### Written exercise
Extract every line of the material below that holds the string "mazda", matching case exactly, and copy each line in full.
──────
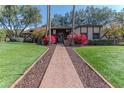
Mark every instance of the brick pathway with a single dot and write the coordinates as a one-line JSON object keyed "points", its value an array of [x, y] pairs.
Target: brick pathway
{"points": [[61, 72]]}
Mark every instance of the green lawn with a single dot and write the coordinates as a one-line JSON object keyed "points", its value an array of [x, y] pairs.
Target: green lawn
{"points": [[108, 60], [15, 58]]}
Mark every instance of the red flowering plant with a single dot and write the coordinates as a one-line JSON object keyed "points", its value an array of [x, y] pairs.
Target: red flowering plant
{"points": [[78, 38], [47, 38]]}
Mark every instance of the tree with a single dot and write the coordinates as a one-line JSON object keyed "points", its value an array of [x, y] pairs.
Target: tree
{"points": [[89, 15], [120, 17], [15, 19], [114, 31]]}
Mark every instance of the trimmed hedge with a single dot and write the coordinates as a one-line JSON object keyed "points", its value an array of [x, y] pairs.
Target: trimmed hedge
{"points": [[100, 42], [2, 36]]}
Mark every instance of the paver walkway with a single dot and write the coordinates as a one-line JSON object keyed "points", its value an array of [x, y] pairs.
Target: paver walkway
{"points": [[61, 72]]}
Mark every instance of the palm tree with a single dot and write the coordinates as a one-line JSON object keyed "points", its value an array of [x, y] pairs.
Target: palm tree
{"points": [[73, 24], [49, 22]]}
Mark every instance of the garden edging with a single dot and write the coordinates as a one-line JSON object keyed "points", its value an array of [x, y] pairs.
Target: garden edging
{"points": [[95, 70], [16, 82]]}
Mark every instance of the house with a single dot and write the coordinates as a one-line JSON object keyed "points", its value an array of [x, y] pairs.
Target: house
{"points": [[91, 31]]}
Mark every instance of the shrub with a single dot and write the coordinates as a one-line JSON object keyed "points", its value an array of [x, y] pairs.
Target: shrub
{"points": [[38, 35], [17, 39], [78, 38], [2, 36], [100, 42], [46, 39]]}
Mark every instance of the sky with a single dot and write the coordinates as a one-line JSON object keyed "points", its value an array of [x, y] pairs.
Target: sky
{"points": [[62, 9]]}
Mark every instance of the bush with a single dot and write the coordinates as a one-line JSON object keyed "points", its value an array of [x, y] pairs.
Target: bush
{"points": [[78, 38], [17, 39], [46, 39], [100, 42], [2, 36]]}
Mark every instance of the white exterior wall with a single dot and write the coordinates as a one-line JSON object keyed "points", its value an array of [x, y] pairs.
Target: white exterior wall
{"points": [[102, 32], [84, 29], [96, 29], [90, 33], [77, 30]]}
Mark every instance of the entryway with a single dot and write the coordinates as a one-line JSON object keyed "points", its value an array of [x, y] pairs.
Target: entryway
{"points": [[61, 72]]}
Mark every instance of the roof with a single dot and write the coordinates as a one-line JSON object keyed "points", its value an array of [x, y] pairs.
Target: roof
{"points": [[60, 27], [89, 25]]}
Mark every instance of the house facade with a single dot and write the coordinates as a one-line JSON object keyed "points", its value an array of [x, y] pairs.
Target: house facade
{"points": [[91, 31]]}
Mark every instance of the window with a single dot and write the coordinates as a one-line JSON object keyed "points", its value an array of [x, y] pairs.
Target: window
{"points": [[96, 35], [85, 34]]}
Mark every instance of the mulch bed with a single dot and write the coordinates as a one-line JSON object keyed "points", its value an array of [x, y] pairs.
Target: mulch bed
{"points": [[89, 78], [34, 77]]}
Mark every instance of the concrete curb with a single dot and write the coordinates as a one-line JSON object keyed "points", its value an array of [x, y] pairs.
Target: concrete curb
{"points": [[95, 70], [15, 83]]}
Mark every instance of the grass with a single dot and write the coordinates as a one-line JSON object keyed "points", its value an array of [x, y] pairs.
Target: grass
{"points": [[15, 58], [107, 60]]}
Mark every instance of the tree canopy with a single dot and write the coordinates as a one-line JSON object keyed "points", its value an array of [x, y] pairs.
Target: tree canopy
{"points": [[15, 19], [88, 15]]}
──────
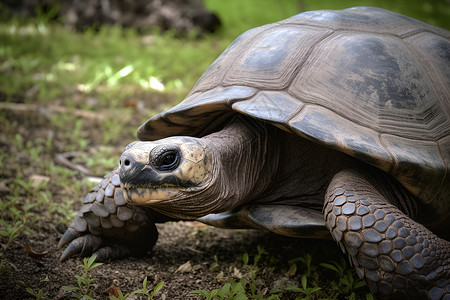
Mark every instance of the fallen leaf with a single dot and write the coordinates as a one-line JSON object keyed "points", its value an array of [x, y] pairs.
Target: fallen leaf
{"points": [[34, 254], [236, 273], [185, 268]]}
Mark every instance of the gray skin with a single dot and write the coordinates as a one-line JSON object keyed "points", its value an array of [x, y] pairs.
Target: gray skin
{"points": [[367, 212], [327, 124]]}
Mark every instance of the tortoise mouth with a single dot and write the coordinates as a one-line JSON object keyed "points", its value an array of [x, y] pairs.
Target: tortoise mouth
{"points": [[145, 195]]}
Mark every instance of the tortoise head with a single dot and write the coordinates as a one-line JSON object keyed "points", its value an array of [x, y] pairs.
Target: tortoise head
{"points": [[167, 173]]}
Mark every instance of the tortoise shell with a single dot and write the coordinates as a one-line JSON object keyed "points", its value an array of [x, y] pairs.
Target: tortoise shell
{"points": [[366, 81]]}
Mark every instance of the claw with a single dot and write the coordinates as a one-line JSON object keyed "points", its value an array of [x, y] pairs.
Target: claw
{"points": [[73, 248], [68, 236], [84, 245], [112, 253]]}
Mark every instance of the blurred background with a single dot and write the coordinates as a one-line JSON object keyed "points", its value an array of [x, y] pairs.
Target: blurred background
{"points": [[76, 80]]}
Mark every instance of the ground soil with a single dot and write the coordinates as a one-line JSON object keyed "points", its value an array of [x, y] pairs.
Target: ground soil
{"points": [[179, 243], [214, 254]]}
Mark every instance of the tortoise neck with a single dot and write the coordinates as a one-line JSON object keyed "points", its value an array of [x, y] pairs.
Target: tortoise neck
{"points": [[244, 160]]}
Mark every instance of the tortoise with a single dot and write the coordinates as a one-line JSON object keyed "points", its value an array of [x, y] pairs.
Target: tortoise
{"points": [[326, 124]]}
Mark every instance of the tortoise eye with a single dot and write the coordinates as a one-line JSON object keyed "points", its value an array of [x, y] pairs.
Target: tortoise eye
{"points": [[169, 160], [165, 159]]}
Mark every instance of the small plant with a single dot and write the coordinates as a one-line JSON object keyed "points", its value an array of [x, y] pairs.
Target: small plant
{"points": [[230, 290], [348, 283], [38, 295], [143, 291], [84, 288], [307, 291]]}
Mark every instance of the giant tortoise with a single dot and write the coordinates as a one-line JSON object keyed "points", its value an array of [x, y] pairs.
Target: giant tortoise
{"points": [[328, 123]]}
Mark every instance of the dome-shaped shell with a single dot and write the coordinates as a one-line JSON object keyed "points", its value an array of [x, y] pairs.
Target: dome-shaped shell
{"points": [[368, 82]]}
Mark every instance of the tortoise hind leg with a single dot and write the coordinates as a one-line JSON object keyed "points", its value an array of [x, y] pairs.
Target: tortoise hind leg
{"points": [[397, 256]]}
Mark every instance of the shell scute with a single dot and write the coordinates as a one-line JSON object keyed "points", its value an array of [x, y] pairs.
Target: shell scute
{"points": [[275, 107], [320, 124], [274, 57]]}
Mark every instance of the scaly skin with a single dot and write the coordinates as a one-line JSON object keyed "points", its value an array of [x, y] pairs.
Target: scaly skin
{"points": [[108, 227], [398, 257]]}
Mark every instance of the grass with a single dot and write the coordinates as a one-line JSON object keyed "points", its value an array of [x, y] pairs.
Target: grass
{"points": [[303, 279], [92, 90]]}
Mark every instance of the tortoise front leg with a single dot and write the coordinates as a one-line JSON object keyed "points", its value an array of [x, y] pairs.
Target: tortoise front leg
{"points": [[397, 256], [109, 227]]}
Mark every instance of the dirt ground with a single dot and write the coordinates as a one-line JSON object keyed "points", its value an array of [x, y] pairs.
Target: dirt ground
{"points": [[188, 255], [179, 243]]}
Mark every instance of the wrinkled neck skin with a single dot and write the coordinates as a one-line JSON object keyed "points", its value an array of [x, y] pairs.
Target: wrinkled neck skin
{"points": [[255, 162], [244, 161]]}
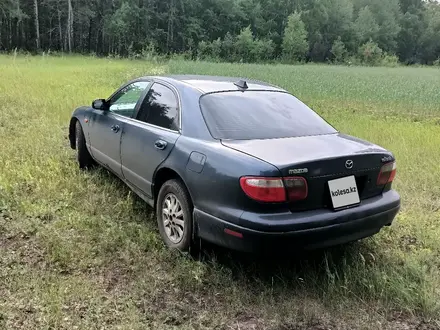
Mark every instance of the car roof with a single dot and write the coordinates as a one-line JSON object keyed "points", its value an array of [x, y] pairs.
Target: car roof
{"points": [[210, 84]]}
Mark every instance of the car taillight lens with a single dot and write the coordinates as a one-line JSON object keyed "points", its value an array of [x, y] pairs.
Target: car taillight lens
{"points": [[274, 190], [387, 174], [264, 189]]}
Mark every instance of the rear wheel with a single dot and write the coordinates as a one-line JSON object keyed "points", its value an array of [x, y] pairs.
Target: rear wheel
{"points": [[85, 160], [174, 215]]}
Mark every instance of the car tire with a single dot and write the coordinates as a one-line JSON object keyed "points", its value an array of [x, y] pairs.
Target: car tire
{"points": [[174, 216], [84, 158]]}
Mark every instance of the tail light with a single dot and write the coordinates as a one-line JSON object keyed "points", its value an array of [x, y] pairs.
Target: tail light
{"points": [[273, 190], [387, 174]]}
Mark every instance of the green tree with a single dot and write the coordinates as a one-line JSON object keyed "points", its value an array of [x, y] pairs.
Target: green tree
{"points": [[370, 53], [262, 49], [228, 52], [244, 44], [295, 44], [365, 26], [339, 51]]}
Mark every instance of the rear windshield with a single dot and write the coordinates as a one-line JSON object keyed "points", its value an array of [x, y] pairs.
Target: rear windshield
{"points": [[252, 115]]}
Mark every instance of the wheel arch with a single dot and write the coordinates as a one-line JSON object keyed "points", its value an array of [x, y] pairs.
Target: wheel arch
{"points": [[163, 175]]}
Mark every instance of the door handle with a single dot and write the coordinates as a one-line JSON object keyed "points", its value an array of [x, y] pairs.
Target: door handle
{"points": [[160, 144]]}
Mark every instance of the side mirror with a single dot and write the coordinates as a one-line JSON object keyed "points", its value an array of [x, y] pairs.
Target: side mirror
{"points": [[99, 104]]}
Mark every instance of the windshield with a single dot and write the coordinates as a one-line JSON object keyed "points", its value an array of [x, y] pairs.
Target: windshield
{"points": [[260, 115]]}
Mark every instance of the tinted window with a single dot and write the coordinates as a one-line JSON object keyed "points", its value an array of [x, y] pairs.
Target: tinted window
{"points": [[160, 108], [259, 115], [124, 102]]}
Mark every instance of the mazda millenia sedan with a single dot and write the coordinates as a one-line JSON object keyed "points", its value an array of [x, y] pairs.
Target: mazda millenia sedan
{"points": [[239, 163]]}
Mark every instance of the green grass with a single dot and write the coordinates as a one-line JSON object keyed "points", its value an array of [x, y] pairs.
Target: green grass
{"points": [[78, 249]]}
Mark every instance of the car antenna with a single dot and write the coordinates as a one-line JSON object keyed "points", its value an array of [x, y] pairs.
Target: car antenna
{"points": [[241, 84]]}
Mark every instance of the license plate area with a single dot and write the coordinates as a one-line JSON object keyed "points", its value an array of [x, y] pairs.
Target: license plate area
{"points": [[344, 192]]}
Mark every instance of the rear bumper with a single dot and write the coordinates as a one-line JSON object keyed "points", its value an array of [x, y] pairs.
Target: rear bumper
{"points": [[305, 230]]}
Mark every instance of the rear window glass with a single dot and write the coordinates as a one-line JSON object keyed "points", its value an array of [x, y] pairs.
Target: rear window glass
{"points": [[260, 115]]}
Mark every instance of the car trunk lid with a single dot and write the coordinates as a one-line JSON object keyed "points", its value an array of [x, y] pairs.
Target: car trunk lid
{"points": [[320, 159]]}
──────
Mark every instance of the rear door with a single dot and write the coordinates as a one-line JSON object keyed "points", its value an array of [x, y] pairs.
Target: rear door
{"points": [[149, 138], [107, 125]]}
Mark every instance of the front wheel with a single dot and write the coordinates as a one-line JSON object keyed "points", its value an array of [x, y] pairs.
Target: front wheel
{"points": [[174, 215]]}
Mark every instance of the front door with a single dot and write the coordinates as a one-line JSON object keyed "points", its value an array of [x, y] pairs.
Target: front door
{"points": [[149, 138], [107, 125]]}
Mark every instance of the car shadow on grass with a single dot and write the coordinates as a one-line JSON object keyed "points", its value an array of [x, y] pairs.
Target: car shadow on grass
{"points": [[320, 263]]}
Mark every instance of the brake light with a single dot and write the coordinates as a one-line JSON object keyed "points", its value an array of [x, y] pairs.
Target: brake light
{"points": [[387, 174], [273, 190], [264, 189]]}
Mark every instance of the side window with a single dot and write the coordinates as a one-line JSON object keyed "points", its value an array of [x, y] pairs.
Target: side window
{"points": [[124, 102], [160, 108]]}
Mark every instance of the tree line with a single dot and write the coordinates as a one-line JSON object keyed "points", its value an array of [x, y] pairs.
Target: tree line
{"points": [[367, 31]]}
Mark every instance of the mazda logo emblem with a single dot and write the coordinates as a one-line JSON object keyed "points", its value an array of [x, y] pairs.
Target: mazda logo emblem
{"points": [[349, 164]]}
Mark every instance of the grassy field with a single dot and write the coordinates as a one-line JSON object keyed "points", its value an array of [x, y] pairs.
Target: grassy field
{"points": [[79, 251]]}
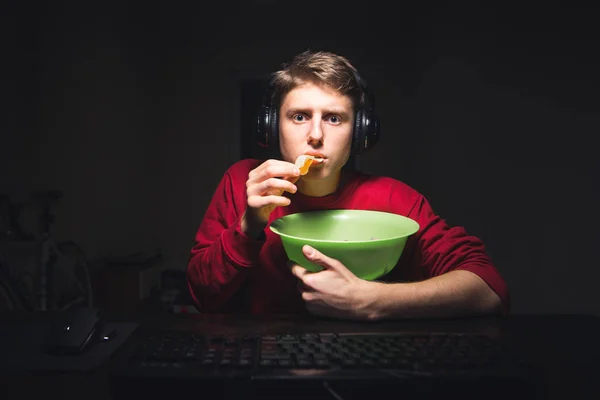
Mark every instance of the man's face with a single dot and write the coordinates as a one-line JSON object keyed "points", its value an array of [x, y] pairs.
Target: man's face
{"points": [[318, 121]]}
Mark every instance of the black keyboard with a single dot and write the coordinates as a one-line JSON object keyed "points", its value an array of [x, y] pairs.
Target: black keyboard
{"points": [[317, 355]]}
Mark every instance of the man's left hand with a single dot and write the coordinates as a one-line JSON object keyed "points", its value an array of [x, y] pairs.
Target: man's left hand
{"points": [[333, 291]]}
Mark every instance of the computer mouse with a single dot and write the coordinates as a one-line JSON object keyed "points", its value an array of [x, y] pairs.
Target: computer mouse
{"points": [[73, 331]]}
──────
### Exercise result
Mark every instance of the mazda millenia sedan with a single dot and write the coordinates as a one-line JSON object keyed "points", its value an array of [x, y] pairs.
Target: mazda millenia sedan
Mark every instance of the mazda logo emblem with a single dot and write the coordinates as a one-line JSON object keyed "points", its value an array of [x, y] pairs.
Target: mazda logo emblem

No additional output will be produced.